▸ **Directive 1**
Do these statements agree with the article on Russian oil below? Answer yes or no for each, quoting the words that decide it. (a) Both Bulgaria and Romania joined NATO in March 2004. (b) The Ploiești refinery processes about 190,000 barrels per day. (c) Lukoil refineries provide 80% of Romania's fuel supply.
▸ **Directive 2**
Pick up the article on Russian oil below after its last sentence and keep writing it.

═══ Selected excerpt

Hostage to Russian Oil: The Half-Binding Trap

By Vanesa Valcheva

On November 12, 2025, Professor Krzysztof Pelc delivered the inaugural Lester B. Pearson Lecture at Oxford's Department of Politics and International Relations, centred around a provocative thesis about the nature of sovereignty and power in international relations. Pelc argued that states counterintuitively enhance their bargaining position by constraining their own future actions through international commitments. Like Odysseus binding himself to the mast to resist the Sirens' call, states that credibly tie their own hands through treaties and institutional memberships gain strategic advantages that more than compensate for the loss of short-term flexibility. When other actors recognise that a state genuinely cannot reverse course, they recalibrate their expectations and behaviour, generating trust among allies and credibility with adversaries. But Pelc emphasised a crucial caveat that effective self-binding requires "optimal imperfection," including verifiable escape clauses for genuinely unforeseeable circumstances, because without these pressure valves, commitments become brittle.

Just days before Pelc's lecture, Bulgaria and Romania, two NATO and EU member states, were frantically working to undermine the very sanctions regime their memberships ostensibly committed them to support. Bulgaria and Romania were racing against a November 21 US sanctions deadline to secure exemptions for Russian-owned Lukoil refineries that provide 80% and 20% of their respective fuel supplies. The Trump administration's late October 2025 restrictions on entities transacting with Rosneft and Lukoil suddenly imperilled these facilities, forcing what European capitals had avoided confronting for years. What makes Bulgaria and Romania particularly instructive is that both countries performed every ritual of Euro-Atlantic integration while quietly exempting the one dependency that rendered those commitments hollow.

The November scramble signals a deeper problem. Incomplete or selective self-binding creates vulnerabilities that are demonstrably worse than maintaining full flexibility. The half-bound state finds itself trapped between competing commitments, unable to credibly fulfil either one.

The Architecture of Incomplete Commitment

Romania and Bulgaria bound themselves extensively to Euro-Atlantic institutions between 2004 and 2007, with both joining NATO in March 2004 and the European Union in January 2007. The commitments were comprehensive, the sovereignty costs substantial. NATO membership subordinated their judgement about when to go to war to Article 5’s collective defence logic; EU membership required absorbing tens of thousands of pages of community law, accepting the supremacy of European jurisprudence in specified domains, and submitting to monitoring mechanisms that could compel compliance through infringement procedures. Both states spent years seemingly restructuring domestic institutions, harmonising legal frameworks, building capabilities that consumed enormous political and financial resources. They bound their hands tightly and deliberately in pursuit of security and prosperity.

Yet throughout this entire process, both countries left untouched the energy infrastructure that contradicted everything else they were building. Bulgaria’s Burgas refinery, under Lukoil ownership since 1999, expanded to process approximately 190,000 barrels per day—one of the largest facilities in the Balkans. The PETROTEL-LUKOIL refinery in Ploiești, privatised to Russian control in 1998, handles 2.4 million tons annually. For more than 15 years after accession, Sofia and Bucharest handed Moscow-linked entities carte blanche over the refineries that power their economies and armed forces.

══════
═══ Material

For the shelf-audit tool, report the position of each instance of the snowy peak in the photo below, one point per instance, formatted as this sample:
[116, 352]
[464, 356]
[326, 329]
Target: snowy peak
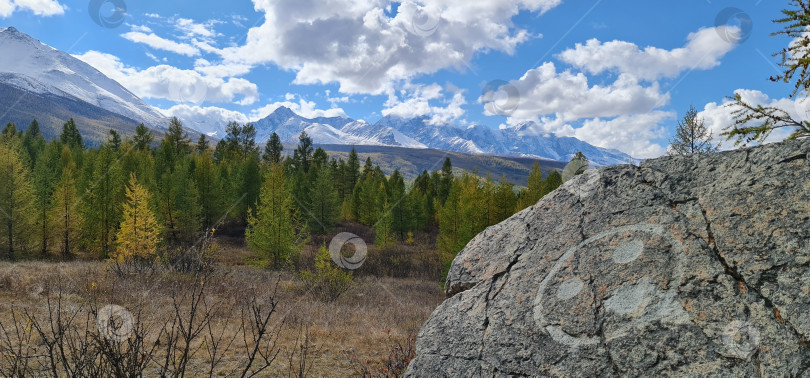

══════

▸ **Exercise result 1**
(a) Yes: "with both joining NATO in March 2004"
(b) No: "The PETROTEL-LUKOIL refinery in Ploiești, privatised to Russian control in 1998, handles 2.4 million tons annually."
(c) No: "Russian-owned Lukoil refineries that provide 80% and 20% of their respective fuel supplies"

▸ **Exercise result 2**
Pelc's framework illuminates why the arrangement was always unsustainable. Binding generates credibility only when it changes how other actors perceive your future actions. When you promise to defend allies against Russian aggression while depending on Russian infrastructure, you have made commitments that cannot simultaneously hold. The defence pledge rings hollow if Moscow can shut down refineries when its strategic interest requires it. Rather than enhancing bargaining position through strategic self-binding, this configuration creates a structural vulnerability that both adversaries and allies can exploit, signalling unreliability to both camps. How can collective defence function when the adversary controls the fuel that powers the defence? This outcome is demonstrably worse than the flexibility that might come from maintaining genuine neutrality, because these states have accepted the costs and constraints of institutional membership without securing the benefits that credible alignment is meant to provide.

The Hungarian Counterfactual

Hungary offers an illuminating counterpoint. Viktor Orbán's government has maintained nominal EU and NATO membership while explicitly refusing to bind itself on energy policy or Russia sanctions. Budapest has blocked, delayed, or diluted multiple rounds of EU sanctions against Russia since 2022, and when the Trump administration imposed sanctions on Russian energy assets in November 2025, Hungary successfully extracted a comprehensive exemption during Orbán's November 7 meeting with President Trump. Orbán's strategy works precisely because most other allies did self-bind on Russia policy, creating a collective commitment structure that Hungary can exploit without contributing fully to its maintenance—the classic free-rider problem.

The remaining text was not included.